Cosa si chiede:
Secondo il testo sulla Carta del Carnaro, in che data fu promulgata la Carta?

Documento:
"""

Più correttamente nota come "Costituzione della Reggenza
italiana del Carnaro", la Carta fu promulgata l'8
settembre 1920, quasi al termine dell'impresa fiumana di Gabriele
d'Annunzio. Per gli aspetti tecnici più propriamente
giuridici e politici, e per la generale impostazione dei
principi socio-economici, la Carta del Carnaro è in realtà
frutto della visione del sindacalista-rivoluzionario Alceste De
Ambris. L'apporto di d'Annunzio fu per lo più di
tipo stilistico-letterario, ma il poeta ebbe anche un peso
sulla scelta di alcune grandi idealità poste a base della
Carta.
Il testo letto a due voci da Sylvie ed Enrico
ha subìto appena qualche piccolo adattamento per esigenze
sceniche, ed è in realtà una sintesi di alcuni degli articoli
più interessanti della Carta, per l'avanzata visione di De
Ambris dell'organizzazione economica della società e per il
lirismo dannunziano con cui si affermano determinati diritti e
libertà costituzionali, sorprendentemente inconsueto per un
testo di diritto costituzionale.
"Lo Stato (…) si studia di ricondurre i giorni e le
opere verso quel senso di virtuosa gioia che deve rinnovare dal
profondo il popolo finalmente affrancato da un regime uniforme
di soggezioni e di menzogne".
"Le libertà fondamentali di pensiero , di stampa, di riunione e
di associazione sono dagli statuti guarentite a tutti i
cittadini.
Ogni culto religioso è ammesso, è
rispettato e può edificare il suo
tempio;
ma nessun cittadino invochi la sua
credenza e i suoi riti per sottrarsi all'adempimento dei doveri
prescritti dalla legge viva".
Malgrado la natura effimera dello stato fiumano, e l'impronta
velleitaria della Carta del Carnaro, sorprende che un testo
così innovativo e avanzato per l'epoca in quanto a concezione
del lavoro e a funzione sociale della proprietà non sia
generalmente considerato fra i precedenti della Costituzione
Repubblicana.
"Tre sono le credenze religiose collocate sopra tutte le altre
nella università dei Comuni
giurati:
la vita è bella, e degna che severamente
e magnificamente la viva l'uomo rifatto intiero dalla
libertà;
l'uomo intiero è colui che sa ogni giorno
inventare la sua propria virtù; per ogni giorno offrire ai suoi
fratelli un nuovo
dono".
"DELL'ISTRUZIONE
PUBBLICA:
Per ogni gente di nobile origine la
cultura è la più luminosa delle armi
lunghe.
(…) La cultura è l'aroma contro le
corruzioni. La cultura è la saldezza contro le
deformazioni.
(…) Qui si forma l'uomo
libero.
E qui si prepara il regno dello spirito,
pur nello sforzo del lavoro e nell'acredine del traffico.
Perciò lo Stato pone alla sommità delle sue leggi la cultura
del popolo".
L'art. LXIV esaltava invece la musica, considerata alla stregua
di una istituzione religiosa e sociale, esaltatrice di ogni
atto di vita. A tal fine si prevedeva la costituzione di una
Rotonda capace di almeno 10.000 uditori, fornita di gradinate
comode per il popolo, dove svolgere celebrazioni gratuite.

"""

Estratto del dataset:
"""

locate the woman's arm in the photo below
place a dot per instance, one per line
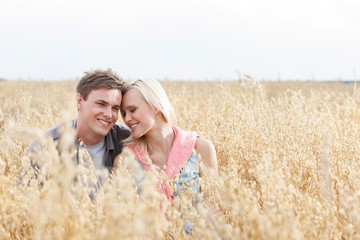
(207, 152)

"""

Risultato atteso:
L'8 settembre 1920.